» **PAGE**:
------------------------------------

A sequence is an indexed list of real numbers.

1. $\ \left\{ 1, 2, 3, 4, 5 \right\}$ is a sequence of five numbers, the first five positive integers.

Definition

An infinite sequence is an infinite indexed list of real numbers.

2. $\ \mathbb{Z}^+$ is an infinite sequence of number, the positive integers.

We often define a rule or function for evaluating an element of a sequence based on its index.

3. $\ \left\{\,a_k\,:\,a_k=2k-1, k\in\mathbb{Z}^+\,\right\}$ is a sequence of positive odd integers.

------------------------------------

» **DATASET**:
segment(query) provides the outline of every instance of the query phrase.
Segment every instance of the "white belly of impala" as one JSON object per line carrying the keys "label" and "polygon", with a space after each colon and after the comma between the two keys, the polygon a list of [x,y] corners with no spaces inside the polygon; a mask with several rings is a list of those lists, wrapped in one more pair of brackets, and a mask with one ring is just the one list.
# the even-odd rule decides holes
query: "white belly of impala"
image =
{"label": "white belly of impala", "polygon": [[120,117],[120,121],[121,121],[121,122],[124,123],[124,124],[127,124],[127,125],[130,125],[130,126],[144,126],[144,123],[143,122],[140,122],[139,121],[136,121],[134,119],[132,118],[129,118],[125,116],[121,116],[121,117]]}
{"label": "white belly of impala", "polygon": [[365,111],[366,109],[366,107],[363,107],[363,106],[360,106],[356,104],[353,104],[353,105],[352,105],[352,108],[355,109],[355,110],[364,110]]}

------------------------------------

» **EXERCISE DIRECTIONS**: Print the part of the passage about sequences that opens with the words containing "An infinite sequence is" and closes with "positive odd integers.", copying it exactly. Rely only on the passage about sequences; the rows play no part.

» **RESULT FOR THIS TASK**:
An infinite sequence is an infinite indexed list of real numbers.

2. $\ \mathbb{Z}^+$ is an infinite sequence of number, the positive integers.

We often define a rule or function for evaluating an element of a sequence based on its index.

3. $\ \left\{\,a_k\,:\,a_k=2k-1, k\in\mathbb{Z}^+\,\right\}$ is a sequence of positive odd integers.